▸ **Set problem**
Return every line of the material below word for word, but leave out the pictures.

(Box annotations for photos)
# # # # # # #

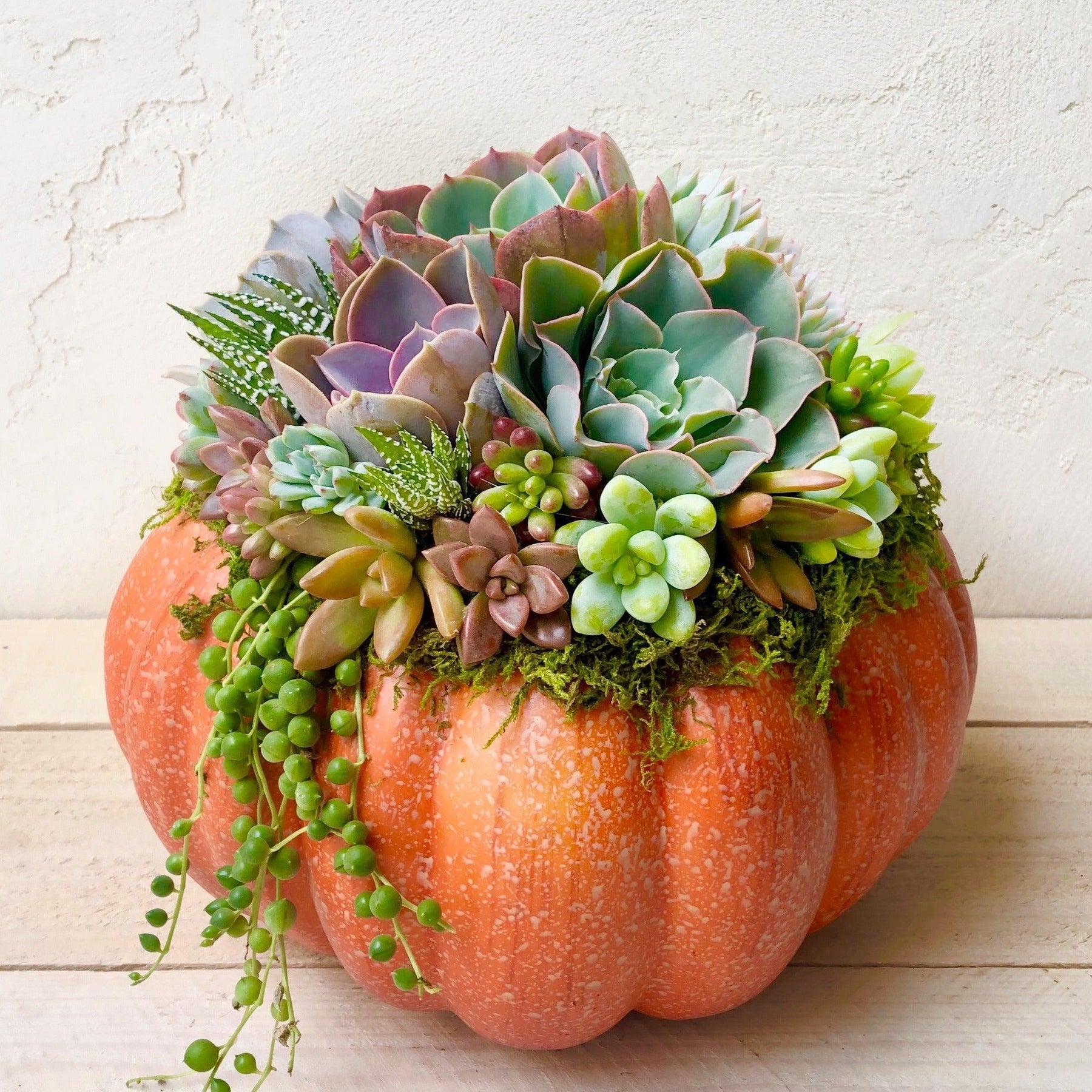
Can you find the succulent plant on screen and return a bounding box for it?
[164,129,932,647]
[645,165,856,352]
[271,243,504,465]
[294,505,425,670]
[554,474,716,641]
[344,422,471,531]
[170,386,220,494]
[470,417,603,542]
[268,425,381,516]
[423,507,576,665]
[801,426,904,565]
[172,269,336,410]
[827,312,936,452]
[494,241,838,497]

# # # # # # #

▸ **Exercise output**
Can you find the succulent plant on screen and return a bounding box for it?
[164,129,932,647]
[645,165,856,352]
[271,243,504,465]
[294,505,425,670]
[554,474,716,641]
[344,422,471,531]
[170,386,220,494]
[470,417,603,542]
[268,425,381,516]
[423,507,576,665]
[801,426,904,565]
[172,269,336,410]
[827,312,936,452]
[494,241,838,497]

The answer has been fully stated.